AIM OF THE TASK
Render every line of the records below as a numbered list, omitting blank lines and leaving the pictures out.

(begin)

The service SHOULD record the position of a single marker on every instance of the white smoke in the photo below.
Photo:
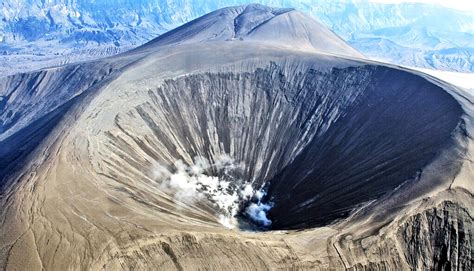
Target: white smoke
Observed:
(258, 211)
(194, 182)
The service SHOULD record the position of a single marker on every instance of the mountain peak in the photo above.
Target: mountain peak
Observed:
(281, 27)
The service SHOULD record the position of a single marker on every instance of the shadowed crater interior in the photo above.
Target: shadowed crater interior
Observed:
(322, 142)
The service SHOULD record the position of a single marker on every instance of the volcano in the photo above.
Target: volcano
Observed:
(249, 138)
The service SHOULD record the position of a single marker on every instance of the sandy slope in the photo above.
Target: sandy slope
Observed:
(79, 165)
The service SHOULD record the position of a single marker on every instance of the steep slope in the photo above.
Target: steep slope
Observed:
(35, 34)
(176, 155)
(260, 24)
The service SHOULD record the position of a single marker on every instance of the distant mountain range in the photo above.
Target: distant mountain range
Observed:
(36, 33)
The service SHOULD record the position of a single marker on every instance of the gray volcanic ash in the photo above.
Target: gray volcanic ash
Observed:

(end)

RESULT OF THIS EXERCISE
1. The service SHOULD record the position of a single marker on every instance of the white smoke in the photo below.
2. Photo:
3. Target: white smoke
4. Observed:
5. (258, 211)
6. (194, 182)
7. The service SHOULD record the position of a single marker on every instance of the mountain peak in the photo above.
8. Target: mountain peak
9. Observed:
10. (281, 27)
11. The service SHOULD record the position of a single marker on every instance of the shadowed crater interior in the photo above.
12. Target: shadowed crater interior
13. Observed:
14. (322, 142)
15. The service SHOULD record the position of a single marker on every instance of the volcano in the photo above.
16. Target: volcano
17. Observed:
18. (249, 138)
19. The service SHOULD record the position of a single marker on every instance of the sandy slope in the photo above.
20. Target: sandy slope
21. Observed:
22. (79, 165)
23. The service SHOULD record the position of a single marker on every instance of the steep slope in the photo above.
24. Target: steep slope
25. Observed:
26. (35, 34)
27. (176, 155)
28. (260, 24)
29. The service SHOULD record the position of a single marker on every instance of the distant mountain range in the photo above.
30. Target: distant mountain range
31. Observed:
32. (36, 33)
33. The service SHOULD record the position of a single marker on every instance of the gray volcanic ash in the photo above.
34. Target: gray volcanic ash
35. Observed:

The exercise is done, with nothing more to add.